_OBJECTIVE:_ What is needed is an exact copy of the entries below, from the line that contains "of the woman?" through the final line, both included, and nothing else.

_RECORDS FOR THIS EXERCISE:_
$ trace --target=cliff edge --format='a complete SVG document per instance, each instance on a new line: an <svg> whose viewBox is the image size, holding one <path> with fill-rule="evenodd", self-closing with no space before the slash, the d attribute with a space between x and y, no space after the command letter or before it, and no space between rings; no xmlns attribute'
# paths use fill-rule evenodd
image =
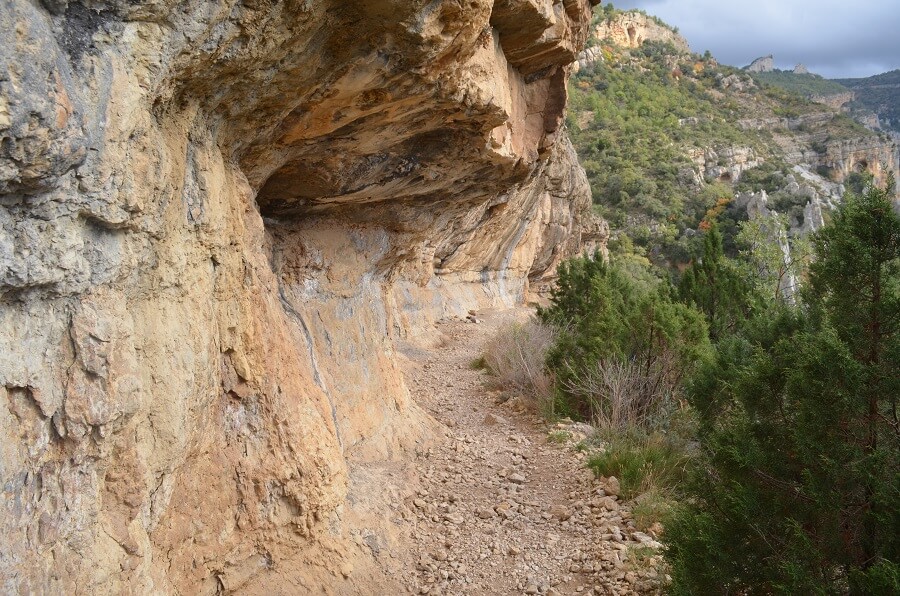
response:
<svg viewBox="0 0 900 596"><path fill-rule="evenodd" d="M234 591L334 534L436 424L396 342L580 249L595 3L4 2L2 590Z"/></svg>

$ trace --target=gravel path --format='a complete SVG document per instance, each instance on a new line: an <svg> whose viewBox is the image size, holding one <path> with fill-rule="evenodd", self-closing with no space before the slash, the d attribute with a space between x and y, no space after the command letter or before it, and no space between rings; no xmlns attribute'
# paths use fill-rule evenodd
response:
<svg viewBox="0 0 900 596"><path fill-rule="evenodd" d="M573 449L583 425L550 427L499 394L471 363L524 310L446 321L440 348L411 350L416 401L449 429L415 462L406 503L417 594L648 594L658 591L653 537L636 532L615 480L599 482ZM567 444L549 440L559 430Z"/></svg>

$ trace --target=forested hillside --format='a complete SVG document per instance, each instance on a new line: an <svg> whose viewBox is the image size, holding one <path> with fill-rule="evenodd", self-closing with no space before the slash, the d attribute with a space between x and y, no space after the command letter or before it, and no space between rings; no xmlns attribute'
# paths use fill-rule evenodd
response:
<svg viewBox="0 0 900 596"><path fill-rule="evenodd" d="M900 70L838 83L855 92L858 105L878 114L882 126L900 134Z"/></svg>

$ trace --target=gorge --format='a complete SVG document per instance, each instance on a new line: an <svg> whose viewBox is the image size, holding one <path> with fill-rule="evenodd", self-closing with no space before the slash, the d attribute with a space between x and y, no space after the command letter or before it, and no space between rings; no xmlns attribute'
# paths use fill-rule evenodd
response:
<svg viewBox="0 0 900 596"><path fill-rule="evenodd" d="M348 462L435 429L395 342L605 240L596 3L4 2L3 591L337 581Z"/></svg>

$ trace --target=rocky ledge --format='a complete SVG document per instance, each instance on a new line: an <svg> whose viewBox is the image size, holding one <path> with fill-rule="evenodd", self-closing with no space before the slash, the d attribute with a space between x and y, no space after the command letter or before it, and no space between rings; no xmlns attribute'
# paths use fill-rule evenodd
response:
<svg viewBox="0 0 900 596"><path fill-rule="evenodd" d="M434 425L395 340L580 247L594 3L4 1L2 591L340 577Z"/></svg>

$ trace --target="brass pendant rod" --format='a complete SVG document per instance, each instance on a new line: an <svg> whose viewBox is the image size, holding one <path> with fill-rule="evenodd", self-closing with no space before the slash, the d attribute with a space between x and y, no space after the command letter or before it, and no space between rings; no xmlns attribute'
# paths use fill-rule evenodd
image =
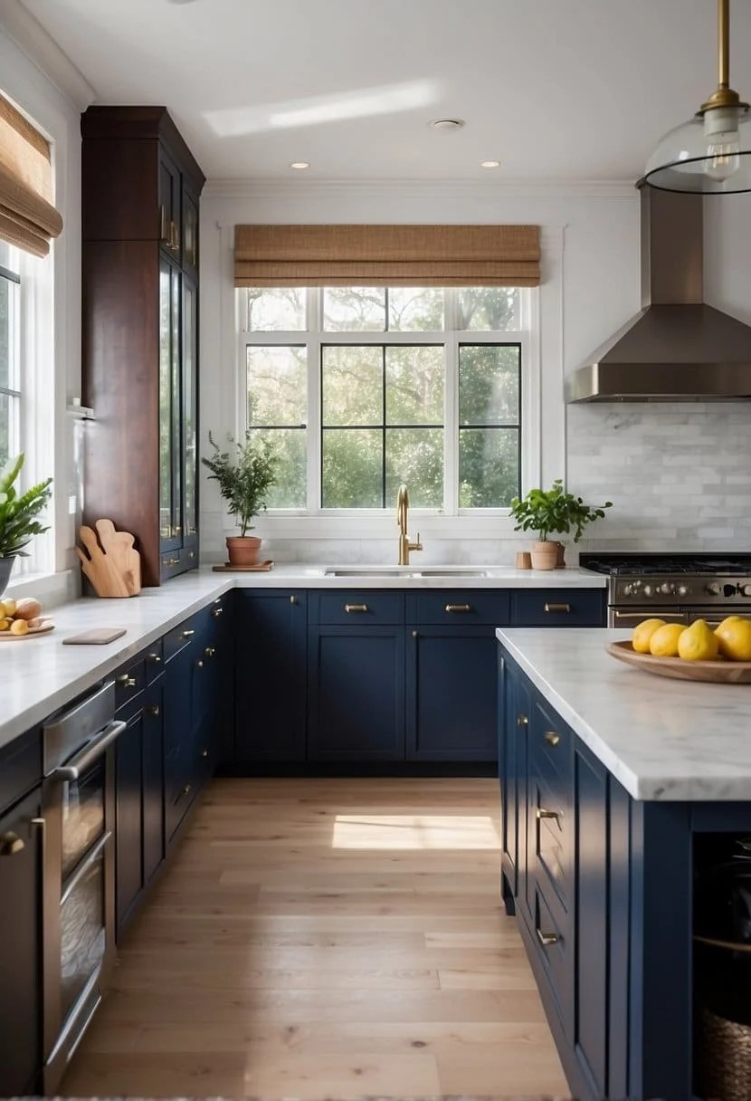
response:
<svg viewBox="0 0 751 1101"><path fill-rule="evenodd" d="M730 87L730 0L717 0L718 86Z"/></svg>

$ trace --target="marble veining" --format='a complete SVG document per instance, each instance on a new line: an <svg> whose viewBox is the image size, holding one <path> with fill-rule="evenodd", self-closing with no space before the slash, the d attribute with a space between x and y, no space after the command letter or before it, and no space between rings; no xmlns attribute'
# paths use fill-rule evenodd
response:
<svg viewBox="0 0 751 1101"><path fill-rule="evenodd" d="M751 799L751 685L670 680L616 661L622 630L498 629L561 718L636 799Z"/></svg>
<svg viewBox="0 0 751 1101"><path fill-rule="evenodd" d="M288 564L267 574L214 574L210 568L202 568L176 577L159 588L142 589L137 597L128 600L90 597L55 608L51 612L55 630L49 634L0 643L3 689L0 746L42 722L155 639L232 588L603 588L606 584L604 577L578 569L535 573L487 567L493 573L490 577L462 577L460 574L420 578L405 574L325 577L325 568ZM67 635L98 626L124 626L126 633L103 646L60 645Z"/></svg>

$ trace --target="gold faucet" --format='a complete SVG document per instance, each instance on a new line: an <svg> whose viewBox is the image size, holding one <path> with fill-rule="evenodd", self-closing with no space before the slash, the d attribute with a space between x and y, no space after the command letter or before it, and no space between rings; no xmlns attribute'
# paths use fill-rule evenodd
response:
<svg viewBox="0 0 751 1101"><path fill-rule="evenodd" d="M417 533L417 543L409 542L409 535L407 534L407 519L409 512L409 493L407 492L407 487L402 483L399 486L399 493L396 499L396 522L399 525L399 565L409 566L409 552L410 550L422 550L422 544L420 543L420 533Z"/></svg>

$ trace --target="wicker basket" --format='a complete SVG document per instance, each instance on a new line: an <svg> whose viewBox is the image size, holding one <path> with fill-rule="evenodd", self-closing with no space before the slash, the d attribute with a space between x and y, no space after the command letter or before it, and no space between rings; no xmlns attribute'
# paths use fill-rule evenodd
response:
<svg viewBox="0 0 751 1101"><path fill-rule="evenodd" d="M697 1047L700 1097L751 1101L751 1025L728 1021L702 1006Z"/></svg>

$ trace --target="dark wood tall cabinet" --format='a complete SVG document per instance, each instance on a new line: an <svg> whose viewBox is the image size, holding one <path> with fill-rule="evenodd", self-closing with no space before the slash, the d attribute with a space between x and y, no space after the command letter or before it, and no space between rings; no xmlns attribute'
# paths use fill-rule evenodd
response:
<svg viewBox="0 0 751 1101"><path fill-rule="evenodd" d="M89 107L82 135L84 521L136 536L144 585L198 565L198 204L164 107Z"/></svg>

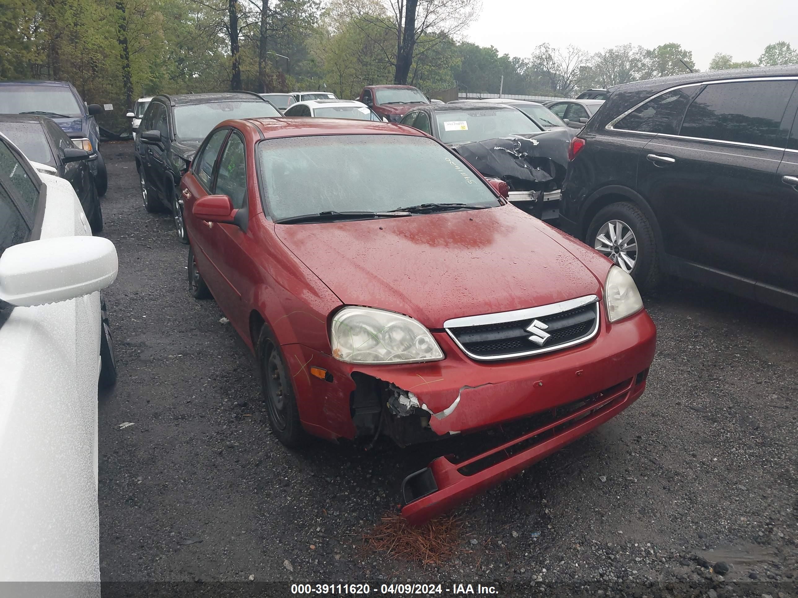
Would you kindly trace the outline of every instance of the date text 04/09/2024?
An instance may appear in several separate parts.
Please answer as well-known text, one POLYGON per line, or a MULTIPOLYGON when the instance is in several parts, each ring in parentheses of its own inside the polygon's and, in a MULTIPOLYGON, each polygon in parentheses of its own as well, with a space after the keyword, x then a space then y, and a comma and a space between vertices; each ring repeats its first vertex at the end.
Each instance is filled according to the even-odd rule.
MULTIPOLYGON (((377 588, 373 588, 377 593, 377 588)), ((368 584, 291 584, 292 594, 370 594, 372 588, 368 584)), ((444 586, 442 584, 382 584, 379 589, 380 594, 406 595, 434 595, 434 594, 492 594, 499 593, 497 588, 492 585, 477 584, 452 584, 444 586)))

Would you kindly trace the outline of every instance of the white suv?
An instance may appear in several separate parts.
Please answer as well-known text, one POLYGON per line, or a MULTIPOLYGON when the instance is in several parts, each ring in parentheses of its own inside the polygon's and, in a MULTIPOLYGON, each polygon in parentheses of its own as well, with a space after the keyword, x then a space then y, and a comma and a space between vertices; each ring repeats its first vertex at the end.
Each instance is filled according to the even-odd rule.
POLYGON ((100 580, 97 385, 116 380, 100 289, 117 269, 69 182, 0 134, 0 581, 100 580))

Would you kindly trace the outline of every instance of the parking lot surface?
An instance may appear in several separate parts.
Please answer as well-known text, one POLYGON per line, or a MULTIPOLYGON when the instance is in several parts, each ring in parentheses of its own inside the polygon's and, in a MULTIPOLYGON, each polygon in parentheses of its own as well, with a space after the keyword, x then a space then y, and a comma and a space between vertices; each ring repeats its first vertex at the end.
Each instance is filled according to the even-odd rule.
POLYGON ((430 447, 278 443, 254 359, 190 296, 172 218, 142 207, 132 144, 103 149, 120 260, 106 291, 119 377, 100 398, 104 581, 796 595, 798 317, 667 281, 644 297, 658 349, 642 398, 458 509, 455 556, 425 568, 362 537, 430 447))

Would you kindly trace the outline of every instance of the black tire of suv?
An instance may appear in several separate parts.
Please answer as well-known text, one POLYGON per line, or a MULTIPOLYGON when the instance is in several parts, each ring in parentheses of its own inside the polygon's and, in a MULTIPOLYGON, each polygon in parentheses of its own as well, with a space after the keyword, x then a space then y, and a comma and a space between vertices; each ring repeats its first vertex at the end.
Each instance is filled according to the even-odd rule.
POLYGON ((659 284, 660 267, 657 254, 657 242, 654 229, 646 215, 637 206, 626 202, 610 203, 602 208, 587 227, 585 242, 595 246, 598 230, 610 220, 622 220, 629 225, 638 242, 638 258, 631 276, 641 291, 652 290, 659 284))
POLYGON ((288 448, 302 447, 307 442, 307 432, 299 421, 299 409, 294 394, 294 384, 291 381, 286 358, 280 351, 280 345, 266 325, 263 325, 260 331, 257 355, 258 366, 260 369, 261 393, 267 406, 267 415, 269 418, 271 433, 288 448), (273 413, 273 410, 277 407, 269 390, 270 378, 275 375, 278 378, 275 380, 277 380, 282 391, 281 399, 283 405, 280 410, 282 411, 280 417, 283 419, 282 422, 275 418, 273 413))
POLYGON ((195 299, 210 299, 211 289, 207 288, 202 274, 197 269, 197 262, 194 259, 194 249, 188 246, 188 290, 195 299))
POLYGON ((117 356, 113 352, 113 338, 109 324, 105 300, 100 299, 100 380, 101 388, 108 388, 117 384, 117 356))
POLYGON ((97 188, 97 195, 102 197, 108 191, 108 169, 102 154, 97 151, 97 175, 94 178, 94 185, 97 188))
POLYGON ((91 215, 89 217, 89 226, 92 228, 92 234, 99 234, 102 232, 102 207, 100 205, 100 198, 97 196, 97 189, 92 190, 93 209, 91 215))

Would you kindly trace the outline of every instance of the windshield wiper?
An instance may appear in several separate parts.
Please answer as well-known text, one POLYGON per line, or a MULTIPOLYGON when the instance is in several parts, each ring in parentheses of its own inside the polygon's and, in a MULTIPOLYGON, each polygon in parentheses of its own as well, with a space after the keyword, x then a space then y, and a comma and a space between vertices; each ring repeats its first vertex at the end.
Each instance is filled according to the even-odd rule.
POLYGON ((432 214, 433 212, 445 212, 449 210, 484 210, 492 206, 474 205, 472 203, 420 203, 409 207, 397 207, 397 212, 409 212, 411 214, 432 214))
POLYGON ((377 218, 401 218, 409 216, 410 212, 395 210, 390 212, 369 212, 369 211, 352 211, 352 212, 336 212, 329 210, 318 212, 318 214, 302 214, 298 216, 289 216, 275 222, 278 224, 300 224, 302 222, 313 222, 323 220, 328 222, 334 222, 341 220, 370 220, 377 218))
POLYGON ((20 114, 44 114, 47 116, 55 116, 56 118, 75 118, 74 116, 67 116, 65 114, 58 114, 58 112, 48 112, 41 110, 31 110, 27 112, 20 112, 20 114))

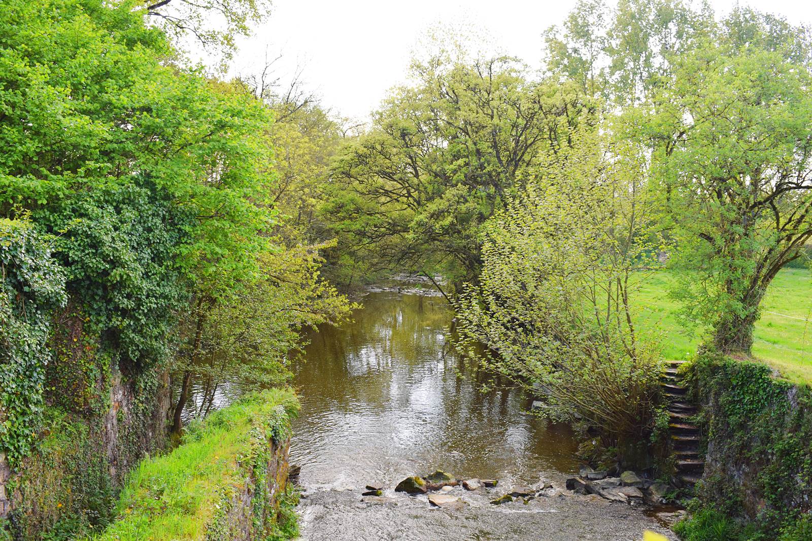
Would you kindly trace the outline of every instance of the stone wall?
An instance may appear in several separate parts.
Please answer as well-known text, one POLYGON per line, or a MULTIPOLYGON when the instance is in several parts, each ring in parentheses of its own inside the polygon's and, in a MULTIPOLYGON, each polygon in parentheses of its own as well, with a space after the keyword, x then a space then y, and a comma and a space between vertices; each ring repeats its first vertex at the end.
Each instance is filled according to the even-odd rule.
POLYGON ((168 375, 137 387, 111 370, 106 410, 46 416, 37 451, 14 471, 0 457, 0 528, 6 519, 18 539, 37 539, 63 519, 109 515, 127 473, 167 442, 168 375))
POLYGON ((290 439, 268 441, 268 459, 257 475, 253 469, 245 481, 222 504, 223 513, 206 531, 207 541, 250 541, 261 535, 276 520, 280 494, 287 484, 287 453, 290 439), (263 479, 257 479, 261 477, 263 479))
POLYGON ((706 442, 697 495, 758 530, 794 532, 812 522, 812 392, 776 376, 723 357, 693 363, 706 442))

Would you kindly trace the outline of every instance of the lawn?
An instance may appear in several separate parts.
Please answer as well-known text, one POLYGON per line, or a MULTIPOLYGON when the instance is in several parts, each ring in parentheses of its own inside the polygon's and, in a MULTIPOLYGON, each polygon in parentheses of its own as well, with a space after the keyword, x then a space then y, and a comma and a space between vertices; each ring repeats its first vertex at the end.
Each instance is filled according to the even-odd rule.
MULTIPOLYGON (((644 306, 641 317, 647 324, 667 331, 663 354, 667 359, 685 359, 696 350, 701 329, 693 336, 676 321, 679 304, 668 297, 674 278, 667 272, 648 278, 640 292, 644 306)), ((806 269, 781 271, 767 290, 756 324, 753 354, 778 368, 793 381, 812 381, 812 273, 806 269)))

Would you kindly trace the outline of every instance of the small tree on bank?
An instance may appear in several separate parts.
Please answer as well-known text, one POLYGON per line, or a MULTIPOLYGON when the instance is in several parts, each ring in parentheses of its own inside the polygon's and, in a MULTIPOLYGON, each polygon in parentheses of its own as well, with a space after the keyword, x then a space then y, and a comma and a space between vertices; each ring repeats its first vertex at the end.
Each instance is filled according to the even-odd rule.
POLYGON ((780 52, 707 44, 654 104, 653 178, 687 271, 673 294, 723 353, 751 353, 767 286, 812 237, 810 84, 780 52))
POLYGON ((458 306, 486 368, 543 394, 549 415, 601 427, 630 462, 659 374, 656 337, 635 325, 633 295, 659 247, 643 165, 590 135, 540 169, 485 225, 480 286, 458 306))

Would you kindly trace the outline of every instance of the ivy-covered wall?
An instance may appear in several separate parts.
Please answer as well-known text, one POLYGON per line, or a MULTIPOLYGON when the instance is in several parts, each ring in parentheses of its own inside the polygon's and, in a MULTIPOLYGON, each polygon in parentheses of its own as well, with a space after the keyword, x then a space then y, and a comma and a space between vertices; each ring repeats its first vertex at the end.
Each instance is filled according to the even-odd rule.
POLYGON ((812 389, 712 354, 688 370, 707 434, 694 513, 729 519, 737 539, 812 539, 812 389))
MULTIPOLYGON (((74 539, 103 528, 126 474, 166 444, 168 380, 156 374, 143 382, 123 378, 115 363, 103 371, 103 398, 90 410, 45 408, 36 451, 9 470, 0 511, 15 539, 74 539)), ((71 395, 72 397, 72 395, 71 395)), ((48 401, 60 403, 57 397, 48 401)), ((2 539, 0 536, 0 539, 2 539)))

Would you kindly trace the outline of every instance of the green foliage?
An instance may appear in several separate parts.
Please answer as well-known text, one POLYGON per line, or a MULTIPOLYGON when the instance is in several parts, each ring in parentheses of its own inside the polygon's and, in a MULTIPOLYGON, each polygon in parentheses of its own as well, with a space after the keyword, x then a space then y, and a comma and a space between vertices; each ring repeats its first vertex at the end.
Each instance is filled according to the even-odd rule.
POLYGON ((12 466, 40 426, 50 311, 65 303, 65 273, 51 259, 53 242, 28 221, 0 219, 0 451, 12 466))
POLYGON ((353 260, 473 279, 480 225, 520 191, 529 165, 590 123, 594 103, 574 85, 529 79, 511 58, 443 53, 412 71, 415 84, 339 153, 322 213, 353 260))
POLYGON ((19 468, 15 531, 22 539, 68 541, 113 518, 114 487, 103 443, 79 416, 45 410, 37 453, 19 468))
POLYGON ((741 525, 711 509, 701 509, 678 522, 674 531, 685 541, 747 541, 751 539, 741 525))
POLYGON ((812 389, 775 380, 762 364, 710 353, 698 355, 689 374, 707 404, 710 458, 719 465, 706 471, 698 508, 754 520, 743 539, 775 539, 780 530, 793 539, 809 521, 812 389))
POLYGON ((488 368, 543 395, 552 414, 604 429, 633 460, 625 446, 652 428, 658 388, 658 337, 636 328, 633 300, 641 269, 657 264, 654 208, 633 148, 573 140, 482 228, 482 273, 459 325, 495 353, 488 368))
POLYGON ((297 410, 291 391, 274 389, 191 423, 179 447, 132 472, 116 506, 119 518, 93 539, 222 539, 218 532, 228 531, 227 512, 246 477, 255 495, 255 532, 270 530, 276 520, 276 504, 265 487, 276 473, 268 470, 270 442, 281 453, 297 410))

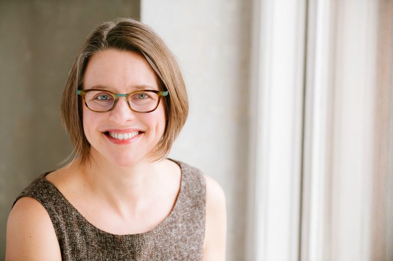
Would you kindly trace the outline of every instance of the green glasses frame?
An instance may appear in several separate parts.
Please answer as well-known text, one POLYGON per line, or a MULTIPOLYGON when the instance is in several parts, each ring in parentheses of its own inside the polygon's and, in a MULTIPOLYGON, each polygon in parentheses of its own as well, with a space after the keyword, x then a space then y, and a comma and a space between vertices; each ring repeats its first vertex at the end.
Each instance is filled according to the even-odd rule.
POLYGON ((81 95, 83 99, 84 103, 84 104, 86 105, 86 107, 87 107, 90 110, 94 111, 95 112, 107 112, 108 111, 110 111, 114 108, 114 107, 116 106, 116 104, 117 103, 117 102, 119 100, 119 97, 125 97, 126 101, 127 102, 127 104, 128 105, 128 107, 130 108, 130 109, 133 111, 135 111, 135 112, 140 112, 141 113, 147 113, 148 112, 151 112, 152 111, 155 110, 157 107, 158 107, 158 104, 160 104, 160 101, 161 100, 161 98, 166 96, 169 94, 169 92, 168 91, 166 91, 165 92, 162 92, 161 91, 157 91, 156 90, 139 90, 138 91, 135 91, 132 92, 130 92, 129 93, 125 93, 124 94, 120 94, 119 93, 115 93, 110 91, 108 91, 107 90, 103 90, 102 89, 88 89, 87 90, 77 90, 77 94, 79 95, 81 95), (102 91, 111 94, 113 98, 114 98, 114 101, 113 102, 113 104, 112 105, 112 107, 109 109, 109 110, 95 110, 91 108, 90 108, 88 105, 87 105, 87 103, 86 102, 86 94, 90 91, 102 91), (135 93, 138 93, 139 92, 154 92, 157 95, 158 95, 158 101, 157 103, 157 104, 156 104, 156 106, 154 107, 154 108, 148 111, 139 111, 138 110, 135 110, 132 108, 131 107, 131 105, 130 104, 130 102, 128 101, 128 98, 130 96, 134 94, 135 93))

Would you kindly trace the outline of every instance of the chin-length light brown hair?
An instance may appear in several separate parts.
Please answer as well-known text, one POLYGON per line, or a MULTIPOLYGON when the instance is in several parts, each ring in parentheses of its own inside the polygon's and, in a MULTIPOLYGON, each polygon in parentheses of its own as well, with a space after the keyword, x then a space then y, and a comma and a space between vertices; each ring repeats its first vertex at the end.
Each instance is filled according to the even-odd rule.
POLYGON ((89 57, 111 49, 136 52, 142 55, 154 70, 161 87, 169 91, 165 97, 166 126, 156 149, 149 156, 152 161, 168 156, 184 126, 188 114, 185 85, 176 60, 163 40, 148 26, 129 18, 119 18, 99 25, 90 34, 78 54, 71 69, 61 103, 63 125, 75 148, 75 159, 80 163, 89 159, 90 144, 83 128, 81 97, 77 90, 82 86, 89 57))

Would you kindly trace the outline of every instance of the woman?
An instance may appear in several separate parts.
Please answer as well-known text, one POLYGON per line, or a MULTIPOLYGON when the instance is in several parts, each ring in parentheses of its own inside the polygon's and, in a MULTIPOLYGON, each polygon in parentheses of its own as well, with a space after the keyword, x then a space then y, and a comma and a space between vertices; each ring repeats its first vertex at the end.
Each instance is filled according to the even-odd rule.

_RESULT FOR THIS EXERCISE:_
Would you kindly trace the outline of every instance of the woman?
An instance may appear in several separate parts.
Please answer as well-known text, one POLYGON per line, or a MULTIPOLYGON when the instance is in several parts, each ring in parentheses of its own inside the polygon's and, in a MULTIPOLYGON, each polygon in parentheses of its own as well, with a space after the keyword, x then a space then y, and a comma and a space between vertices; each ring repeats its first vertex at the end.
Each instance is filled according to the even-odd rule.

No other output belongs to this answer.